> [WHAT YOU ARE ASKED TO DO] Collect every line from the rows below that contains the word "wall" and copy each one in full. Case counts, so match capital and small letters exactly.

> [DATASET ENTRIES]
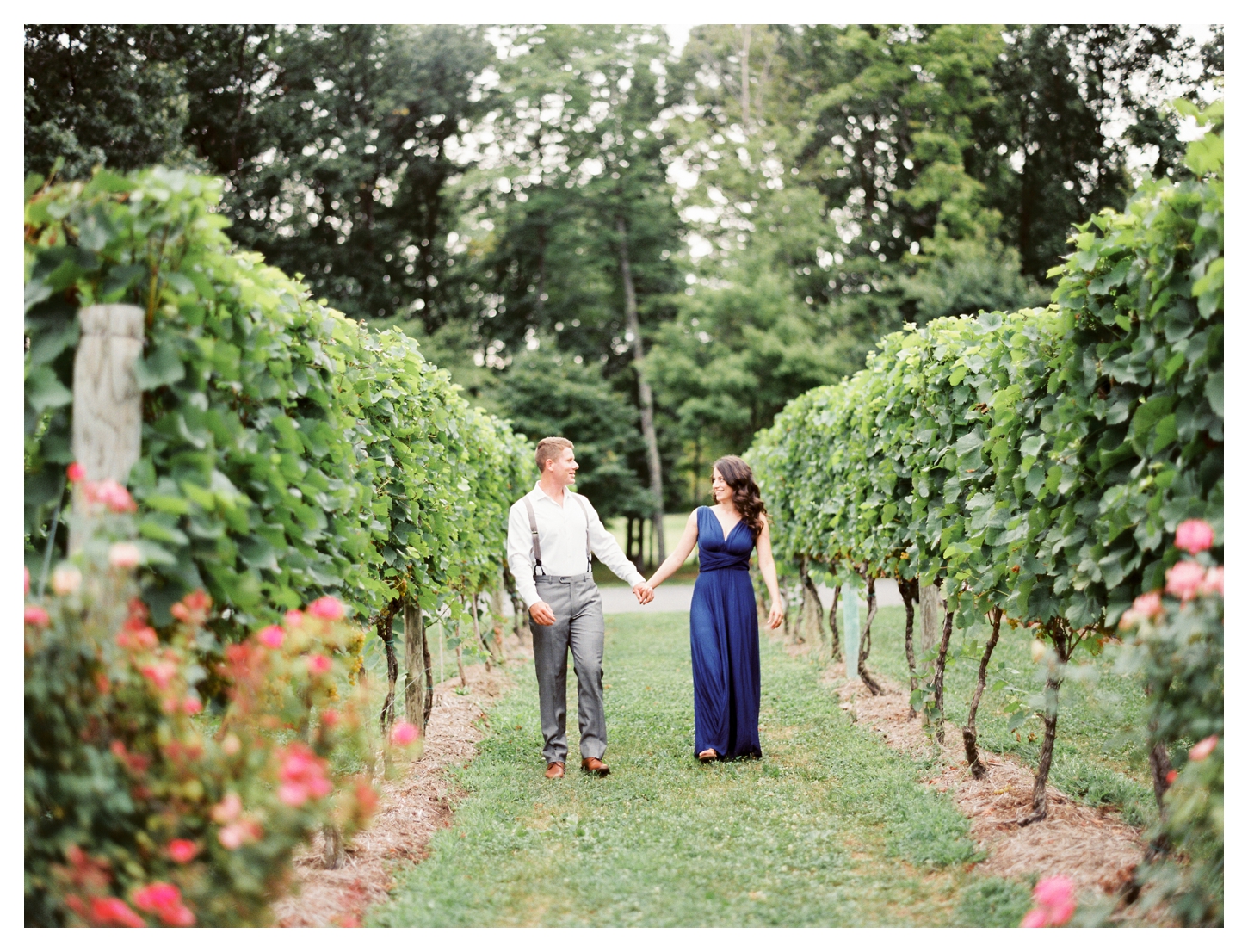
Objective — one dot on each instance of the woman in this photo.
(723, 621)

--

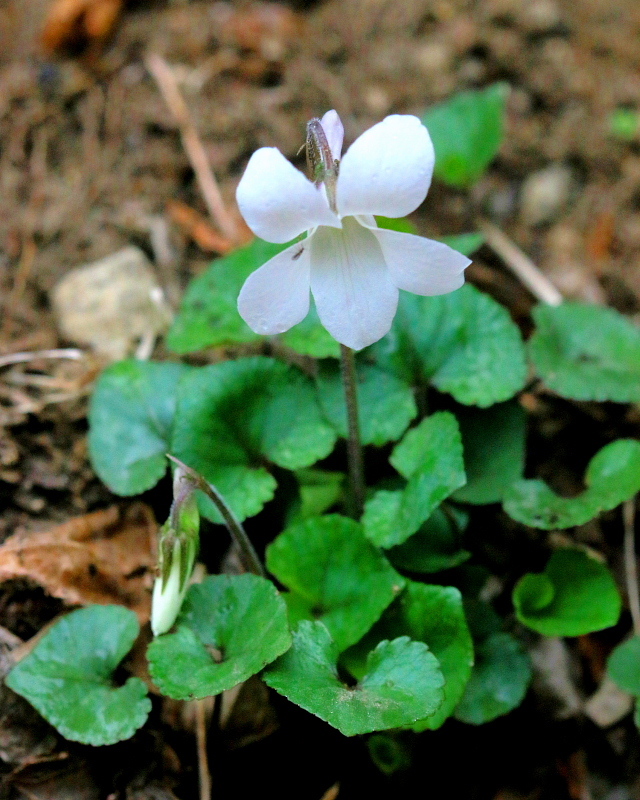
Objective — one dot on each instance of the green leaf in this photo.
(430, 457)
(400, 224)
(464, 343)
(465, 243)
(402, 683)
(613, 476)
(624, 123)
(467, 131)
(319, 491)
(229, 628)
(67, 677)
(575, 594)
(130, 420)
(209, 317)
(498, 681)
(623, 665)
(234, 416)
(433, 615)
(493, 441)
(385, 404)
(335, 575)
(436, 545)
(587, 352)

==

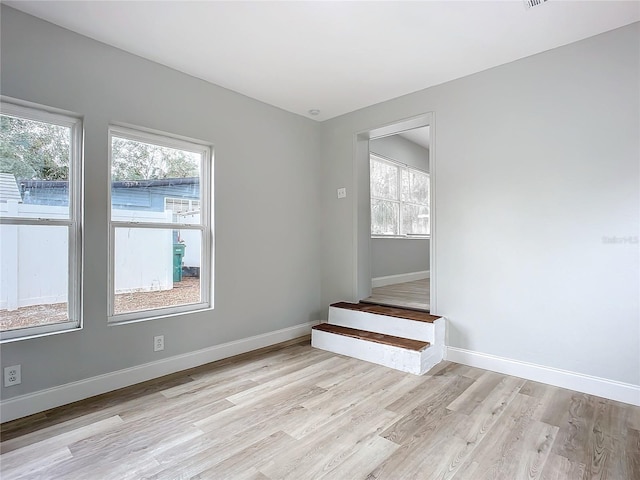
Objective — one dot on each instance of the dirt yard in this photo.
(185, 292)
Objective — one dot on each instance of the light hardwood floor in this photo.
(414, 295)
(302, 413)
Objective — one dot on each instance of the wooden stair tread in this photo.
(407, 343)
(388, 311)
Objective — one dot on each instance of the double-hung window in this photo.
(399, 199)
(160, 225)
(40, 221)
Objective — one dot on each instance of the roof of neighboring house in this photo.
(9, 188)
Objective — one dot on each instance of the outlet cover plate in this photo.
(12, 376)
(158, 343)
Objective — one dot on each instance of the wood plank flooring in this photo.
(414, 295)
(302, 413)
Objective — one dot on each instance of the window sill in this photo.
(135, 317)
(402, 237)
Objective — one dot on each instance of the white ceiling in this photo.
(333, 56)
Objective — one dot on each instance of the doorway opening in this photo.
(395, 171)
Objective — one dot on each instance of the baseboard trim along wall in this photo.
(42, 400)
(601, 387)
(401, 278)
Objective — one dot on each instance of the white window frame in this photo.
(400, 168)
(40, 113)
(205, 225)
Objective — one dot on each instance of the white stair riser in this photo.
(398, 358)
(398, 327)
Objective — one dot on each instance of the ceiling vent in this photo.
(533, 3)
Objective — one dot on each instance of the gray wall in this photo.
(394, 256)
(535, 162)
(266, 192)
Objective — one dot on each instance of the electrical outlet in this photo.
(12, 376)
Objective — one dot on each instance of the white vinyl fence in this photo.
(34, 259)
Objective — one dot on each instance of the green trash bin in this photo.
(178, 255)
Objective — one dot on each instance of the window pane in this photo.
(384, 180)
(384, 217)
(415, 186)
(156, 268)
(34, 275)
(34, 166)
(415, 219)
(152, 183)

> [WRITTEN SOLUTION]
Objective — one dot on each instance of the baseboard trim along wall in this photo.
Objective — one dot on each instance of the gray wall in this photo.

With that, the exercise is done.